* [WORK TO COMPLETE]: Pull out every line that contains the word "window", matching its case exactly.

[Pointing dataset excerpts]
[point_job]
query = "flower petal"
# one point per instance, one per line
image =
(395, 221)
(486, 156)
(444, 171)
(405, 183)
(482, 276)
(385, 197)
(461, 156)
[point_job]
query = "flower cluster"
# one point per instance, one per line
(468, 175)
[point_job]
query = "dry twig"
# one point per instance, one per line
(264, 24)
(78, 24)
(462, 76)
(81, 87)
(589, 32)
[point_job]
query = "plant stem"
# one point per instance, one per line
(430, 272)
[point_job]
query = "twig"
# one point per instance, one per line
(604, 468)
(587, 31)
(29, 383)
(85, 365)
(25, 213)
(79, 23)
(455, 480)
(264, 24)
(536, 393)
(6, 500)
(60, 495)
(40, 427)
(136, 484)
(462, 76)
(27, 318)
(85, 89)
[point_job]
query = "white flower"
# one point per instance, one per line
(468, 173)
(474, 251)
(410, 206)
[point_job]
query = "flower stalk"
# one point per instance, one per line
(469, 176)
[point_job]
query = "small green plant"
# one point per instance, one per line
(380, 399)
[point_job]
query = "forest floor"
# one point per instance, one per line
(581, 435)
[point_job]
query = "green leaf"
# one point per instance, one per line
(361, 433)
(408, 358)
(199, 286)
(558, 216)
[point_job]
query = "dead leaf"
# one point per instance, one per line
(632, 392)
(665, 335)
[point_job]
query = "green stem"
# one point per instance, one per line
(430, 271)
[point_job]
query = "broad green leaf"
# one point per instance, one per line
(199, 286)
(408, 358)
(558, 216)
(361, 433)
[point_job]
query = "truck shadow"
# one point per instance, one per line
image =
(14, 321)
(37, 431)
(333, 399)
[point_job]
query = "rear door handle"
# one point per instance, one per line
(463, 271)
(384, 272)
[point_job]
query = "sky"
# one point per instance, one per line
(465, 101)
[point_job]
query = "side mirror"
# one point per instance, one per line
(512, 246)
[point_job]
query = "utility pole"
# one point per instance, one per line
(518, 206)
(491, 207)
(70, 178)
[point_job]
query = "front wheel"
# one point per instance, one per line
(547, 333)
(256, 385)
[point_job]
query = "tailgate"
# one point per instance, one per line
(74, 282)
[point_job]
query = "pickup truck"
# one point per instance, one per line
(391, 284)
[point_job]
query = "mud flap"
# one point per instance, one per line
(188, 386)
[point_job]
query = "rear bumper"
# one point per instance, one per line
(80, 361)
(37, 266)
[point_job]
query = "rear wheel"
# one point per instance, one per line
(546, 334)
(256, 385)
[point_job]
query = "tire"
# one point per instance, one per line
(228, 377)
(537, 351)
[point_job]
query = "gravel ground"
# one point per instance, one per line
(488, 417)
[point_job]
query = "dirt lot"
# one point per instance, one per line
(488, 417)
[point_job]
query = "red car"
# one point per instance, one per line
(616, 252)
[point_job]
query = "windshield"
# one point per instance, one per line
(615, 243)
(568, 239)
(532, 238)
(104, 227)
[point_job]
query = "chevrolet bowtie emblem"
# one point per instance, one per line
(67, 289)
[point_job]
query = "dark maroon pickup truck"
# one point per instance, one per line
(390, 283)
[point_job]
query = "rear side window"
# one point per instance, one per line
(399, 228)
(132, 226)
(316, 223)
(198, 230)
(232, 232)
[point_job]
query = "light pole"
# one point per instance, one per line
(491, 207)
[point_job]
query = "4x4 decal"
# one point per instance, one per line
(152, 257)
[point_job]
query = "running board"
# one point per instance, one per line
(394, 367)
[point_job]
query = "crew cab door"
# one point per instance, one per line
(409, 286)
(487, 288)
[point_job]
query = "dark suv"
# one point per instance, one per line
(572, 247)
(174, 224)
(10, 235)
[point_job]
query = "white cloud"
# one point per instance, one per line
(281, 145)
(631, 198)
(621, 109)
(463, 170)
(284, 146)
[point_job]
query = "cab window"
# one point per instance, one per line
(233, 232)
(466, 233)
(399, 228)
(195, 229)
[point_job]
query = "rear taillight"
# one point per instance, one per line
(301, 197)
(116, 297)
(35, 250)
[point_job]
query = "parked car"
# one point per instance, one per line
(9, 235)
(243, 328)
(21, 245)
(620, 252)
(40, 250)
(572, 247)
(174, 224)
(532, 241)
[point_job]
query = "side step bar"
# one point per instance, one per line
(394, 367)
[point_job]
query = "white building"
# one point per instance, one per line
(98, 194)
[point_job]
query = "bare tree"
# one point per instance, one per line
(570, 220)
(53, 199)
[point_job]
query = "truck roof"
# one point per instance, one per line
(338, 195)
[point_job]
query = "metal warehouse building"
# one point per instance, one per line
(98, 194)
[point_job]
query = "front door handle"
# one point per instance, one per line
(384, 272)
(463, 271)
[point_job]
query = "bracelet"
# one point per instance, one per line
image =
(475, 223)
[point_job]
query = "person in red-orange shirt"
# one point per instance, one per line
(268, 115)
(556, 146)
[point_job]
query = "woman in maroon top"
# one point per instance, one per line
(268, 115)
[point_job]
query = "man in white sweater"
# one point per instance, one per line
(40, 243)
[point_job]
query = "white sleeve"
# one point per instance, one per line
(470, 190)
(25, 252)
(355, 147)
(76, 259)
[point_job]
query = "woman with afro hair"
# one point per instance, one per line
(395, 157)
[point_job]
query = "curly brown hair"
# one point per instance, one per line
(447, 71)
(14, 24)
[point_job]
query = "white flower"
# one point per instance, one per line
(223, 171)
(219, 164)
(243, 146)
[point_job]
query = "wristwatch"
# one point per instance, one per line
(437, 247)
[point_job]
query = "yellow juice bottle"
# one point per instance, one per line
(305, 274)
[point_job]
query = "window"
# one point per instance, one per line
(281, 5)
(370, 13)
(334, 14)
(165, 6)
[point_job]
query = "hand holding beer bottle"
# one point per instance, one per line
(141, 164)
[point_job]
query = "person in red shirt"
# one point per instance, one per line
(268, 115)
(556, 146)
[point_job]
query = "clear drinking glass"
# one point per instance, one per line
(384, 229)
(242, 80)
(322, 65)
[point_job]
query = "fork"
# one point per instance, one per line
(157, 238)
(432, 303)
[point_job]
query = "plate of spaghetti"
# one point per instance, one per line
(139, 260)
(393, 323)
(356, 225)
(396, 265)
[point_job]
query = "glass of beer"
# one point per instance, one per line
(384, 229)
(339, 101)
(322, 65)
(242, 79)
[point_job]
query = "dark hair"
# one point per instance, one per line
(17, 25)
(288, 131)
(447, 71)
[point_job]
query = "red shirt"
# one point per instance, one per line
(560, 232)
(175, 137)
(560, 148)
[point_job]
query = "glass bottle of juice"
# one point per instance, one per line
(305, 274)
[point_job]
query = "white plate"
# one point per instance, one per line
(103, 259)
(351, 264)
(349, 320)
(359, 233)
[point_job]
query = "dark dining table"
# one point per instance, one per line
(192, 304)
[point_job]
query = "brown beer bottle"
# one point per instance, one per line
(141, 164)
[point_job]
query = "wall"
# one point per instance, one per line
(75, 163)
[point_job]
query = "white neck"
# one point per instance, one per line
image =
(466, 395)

* [FINAL RESULT]:
query = "rear side window"
query = "cab window"
query = "window"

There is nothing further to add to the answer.